--- PASSAGEM CITADA ---

···

O opúsculo é realmente muito breve em extensão: pouco mais de 110 pequenas páginas. Lê-se em menos de uma hora. Por isso mesmo, contudo, tenho certeza de que, se devidamente divulgado por quem deveria se interessar pela reflexão mais cuidadosa e a qualificação teórica de nossas lideranças em vez de pela fabricação improdutiva de slogans vazios, pode exercer o papel de poderoso antídoto contra simplificações tentadoras e vexames perfeitamente evitáveis por parte de liberais e conservadores ao falar sobre Karl Marx (1818-1883), o maior ícone intelectual da tradição socialista predominante, sobretudo, a partir do século XX.

Conforme afirmado na contracapa, o propósito da obra é ser “um ponto de partida para os estudos daqueles que, seja qual for sua posição política, queiram ampliar sua visão sobre um autor que, muitas vezes, fica limitado aos debates militantes”. Para atingir esse objetivo, Marize optou por apresentar Karl Marx pela sua sociologia, o que lhe permite explicar com maior abrangência os fundamentos de sua concepção filosófica e social, em vez de pela sua biografia ou pelo detalhamento de suas ideias econômicas.

Não obstante isso, ela descreve rapidamente na introdução o contexto de atuação da Liga Comunista, organização secreta de trabalhadores e intelectuais alemães em atividade no exterior cujos princípios foram explicitados por Marx e Engels no Manifesto do Partido Comunista em 1848. No contexto das transformações sociais operadas pelo capitalismo, Marize relaciona as tentativas revolucionárias de 1848, ainda que fracassadas, como elemento consolidador da liderança de Marx, estimulando esse autor a aprofundar sua proposta de confecção do “socialismo científico”, por oposição a todos os demais sistemas socialistas e comunistas anteriores a ele (autoproclamados como tal ou não), alguns dos quais seriam por ele alcunhados de “utópicos” e acusados de sentimentalismo e romantismo baratos.

A juízo da autora, o que torna Marx ainda um pensador pertinente nas discussões políticas e acadêmicas é o fato de “ter proposto uma teoria social que leva em consideração as transformações históricas e os conflitos inerentes às relações humanas”. Ela convenciona reservar o termo “marxiano” para o pensamento do próprio Marx e “marxista” para a tradição política que se estruturará em torno de sua figura e seu trabalho nas gerações subsequentes. Também pontua que o pensamento de Marx não permaneceu rigorosamente igual em todas as suas obras, existindo ao menos diferenças marcantes entre o Marx jovem e o Marx maduro, mas “o teor materialista” de seu pensamento “é permanente durante toda a sua trajetória, mesmo que em diferentes níveis”.

É basicamente a explicar a natureza desse materialismo que Marize dedica seu primeiro capítulo, “A crítica materialista ao Idealismo alemão”. O materialismo marxiano é compreendido como, grosso modo, uma concepção filosófica “que afirma que a realidade existe independente da consciência humana, que a matéria é uma condição concreta e que o comportamento da matéria pode ser conhecido”, sustentando ainda que “a matéria tem primazia em relação à mente, o que significa afirmar que as ideias não existem de maneira independente das condições materiais”.

···

--- EXCERTOS DE DADOS ---
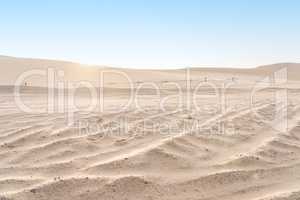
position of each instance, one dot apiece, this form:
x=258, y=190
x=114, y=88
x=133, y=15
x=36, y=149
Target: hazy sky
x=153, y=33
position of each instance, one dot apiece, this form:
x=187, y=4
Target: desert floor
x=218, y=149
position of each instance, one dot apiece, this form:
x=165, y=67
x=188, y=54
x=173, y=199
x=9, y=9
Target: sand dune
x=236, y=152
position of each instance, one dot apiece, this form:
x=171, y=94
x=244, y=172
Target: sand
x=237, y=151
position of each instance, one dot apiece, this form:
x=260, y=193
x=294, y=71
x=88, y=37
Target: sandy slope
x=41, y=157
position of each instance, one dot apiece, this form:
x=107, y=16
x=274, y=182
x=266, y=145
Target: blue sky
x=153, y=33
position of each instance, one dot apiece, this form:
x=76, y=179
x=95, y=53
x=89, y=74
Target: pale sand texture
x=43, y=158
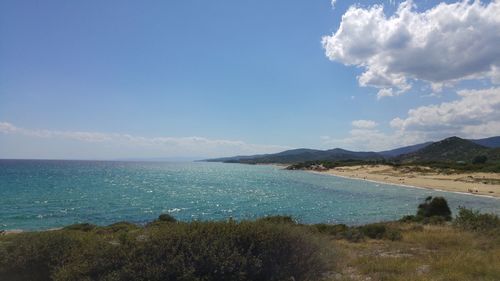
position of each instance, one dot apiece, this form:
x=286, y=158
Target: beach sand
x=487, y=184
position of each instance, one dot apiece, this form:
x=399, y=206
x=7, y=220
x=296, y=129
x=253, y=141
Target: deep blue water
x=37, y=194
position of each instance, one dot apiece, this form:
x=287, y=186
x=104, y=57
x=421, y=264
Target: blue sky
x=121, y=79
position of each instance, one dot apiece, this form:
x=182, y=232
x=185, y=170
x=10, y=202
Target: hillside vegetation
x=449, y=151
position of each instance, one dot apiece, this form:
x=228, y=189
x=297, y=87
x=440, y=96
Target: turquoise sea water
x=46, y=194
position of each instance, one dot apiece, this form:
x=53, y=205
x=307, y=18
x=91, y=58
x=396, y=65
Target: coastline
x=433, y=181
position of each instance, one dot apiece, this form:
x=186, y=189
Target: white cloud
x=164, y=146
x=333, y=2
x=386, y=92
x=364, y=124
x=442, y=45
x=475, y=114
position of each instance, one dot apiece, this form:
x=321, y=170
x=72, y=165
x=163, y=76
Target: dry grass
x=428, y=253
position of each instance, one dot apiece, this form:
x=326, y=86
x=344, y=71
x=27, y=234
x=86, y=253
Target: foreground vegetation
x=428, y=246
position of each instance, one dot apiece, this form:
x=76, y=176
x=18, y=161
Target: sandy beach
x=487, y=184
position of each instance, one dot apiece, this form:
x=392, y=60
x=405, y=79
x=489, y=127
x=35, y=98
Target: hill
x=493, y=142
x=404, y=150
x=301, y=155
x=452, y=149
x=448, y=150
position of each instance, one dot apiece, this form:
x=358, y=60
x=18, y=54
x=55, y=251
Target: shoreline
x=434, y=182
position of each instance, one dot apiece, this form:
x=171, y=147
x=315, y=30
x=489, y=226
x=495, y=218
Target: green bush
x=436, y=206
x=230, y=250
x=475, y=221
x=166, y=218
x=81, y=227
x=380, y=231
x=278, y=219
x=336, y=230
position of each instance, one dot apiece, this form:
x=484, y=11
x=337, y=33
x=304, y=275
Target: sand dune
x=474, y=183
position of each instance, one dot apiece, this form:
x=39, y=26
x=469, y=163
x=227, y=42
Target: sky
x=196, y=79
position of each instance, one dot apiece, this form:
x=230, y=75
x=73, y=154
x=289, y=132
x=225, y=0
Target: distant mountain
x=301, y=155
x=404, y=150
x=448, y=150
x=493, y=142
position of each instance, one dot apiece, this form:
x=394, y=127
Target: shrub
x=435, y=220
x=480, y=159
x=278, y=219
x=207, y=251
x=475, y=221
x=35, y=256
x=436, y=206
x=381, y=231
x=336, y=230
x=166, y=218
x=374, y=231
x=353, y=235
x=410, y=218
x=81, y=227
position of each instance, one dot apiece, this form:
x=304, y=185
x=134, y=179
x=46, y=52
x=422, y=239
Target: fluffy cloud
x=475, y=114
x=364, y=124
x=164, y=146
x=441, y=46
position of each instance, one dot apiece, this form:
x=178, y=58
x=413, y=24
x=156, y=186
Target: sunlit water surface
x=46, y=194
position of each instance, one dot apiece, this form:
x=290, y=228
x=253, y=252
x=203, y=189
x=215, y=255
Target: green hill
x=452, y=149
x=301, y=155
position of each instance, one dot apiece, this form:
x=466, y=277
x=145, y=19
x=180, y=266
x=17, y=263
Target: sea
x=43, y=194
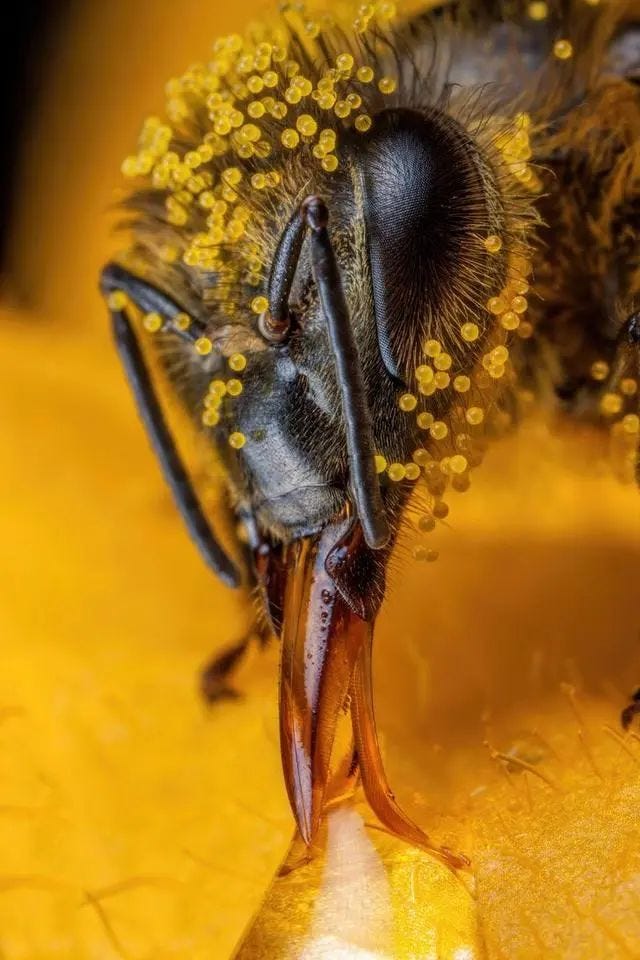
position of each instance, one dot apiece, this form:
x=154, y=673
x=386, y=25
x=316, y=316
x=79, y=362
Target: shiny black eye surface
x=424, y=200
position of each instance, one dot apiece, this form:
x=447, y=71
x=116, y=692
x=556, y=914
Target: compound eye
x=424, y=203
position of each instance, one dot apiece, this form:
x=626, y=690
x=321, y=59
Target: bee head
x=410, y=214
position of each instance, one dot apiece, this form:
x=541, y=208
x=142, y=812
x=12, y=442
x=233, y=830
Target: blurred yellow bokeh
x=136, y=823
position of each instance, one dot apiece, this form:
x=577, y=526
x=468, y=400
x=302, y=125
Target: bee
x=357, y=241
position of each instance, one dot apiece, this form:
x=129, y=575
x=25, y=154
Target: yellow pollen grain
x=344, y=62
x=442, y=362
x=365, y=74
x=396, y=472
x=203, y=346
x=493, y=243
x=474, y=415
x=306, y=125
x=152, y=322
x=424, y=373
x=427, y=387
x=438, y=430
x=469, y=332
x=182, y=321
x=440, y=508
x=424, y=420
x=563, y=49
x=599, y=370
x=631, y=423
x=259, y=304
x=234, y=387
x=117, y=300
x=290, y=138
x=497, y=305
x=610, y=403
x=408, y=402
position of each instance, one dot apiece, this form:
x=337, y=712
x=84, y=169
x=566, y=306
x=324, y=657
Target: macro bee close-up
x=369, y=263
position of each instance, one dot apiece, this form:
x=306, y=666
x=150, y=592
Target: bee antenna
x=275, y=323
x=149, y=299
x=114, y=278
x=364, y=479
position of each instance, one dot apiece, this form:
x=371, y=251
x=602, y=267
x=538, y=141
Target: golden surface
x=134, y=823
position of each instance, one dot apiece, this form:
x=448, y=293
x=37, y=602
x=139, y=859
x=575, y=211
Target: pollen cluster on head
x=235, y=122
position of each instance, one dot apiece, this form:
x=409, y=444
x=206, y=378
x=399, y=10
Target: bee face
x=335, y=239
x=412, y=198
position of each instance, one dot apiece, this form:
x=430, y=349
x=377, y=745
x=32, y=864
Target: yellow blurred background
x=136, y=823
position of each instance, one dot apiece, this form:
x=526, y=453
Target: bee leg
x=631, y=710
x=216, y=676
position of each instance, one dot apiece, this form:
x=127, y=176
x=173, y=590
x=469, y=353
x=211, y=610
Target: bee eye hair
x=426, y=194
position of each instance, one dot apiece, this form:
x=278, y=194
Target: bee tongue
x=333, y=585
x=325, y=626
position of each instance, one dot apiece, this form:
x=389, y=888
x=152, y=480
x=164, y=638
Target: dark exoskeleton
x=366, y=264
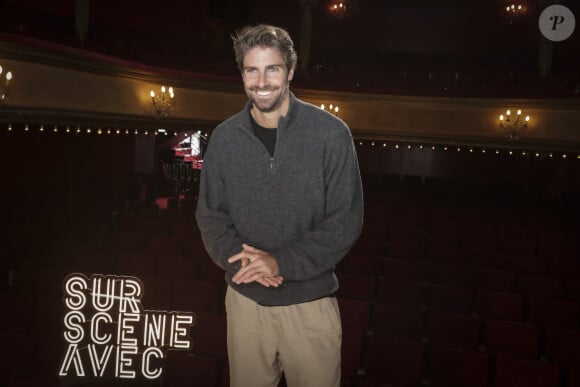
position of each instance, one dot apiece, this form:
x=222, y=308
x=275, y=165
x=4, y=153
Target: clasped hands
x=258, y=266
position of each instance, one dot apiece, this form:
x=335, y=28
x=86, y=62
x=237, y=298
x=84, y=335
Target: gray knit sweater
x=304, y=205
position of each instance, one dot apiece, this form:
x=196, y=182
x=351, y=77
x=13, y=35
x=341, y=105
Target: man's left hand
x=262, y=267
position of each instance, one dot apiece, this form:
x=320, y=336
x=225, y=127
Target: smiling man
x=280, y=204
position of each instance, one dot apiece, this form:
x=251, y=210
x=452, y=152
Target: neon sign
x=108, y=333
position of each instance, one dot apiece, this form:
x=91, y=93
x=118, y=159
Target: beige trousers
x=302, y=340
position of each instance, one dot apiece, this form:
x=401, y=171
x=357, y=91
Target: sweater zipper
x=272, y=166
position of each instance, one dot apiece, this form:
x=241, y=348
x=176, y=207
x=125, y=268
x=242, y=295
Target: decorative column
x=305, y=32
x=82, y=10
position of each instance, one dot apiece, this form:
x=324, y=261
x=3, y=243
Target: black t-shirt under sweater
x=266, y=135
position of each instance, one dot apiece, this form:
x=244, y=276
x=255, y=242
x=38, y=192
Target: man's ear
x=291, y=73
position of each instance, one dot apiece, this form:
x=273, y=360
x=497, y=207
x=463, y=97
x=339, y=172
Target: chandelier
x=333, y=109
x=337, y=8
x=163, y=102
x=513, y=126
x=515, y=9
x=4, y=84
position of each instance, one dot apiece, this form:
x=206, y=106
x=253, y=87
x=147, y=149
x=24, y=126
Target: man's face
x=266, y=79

···

--- AÇÕES NECESSÁRIAS ---
1. Segundo a passagem citada, por que Marize optou por apresentar Karl Marx pela sua sociologia? Explique em uma a três frases.
2. Cite sem alterações a parte da passagem que começa em "Não obstante isso, ela" e vai até "e romantismo baratos.".

--- RESULTADOS DAS TAREFAS ---
1. Essa escolha permite a ela explicar com maior abrangência os fundamentos da concepção filosófica e social de Marx, em vez de partir da biografia dele ou do detalhamento de suas ideias econômicas. É o caminho escolhido para atingir o propósito da obra: ser um ponto de partida para quem queira ampliar sua visão sobre um autor muitas vezes limitado aos debates militantes.

2.
Não obstante isso, ela descreve rapidamente na introdução o contexto de atuação da Liga Comunista, organização secreta de trabalhadores e intelectuais alemães em atividade no exterior cujos princípios foram explicitados por Marx e Engels no Manifesto do Partido Comunista em 1848. No contexto das transformações sociais operadas pelo capitalismo, Marize relaciona as tentativas revolucionárias de 1848, ainda que fracassadas, como elemento consolidador da liderança de Marx, estimulando esse autor a aprofundar sua proposta de confecção do “socialismo científico”, por oposição a todos os demais sistemas socialistas e comunistas anteriores a ele (autoproclamados como tal ou não), alguns dos quais seriam por ele alcunhados de “utópicos” e acusados de sentimentalismo e romantismo baratos.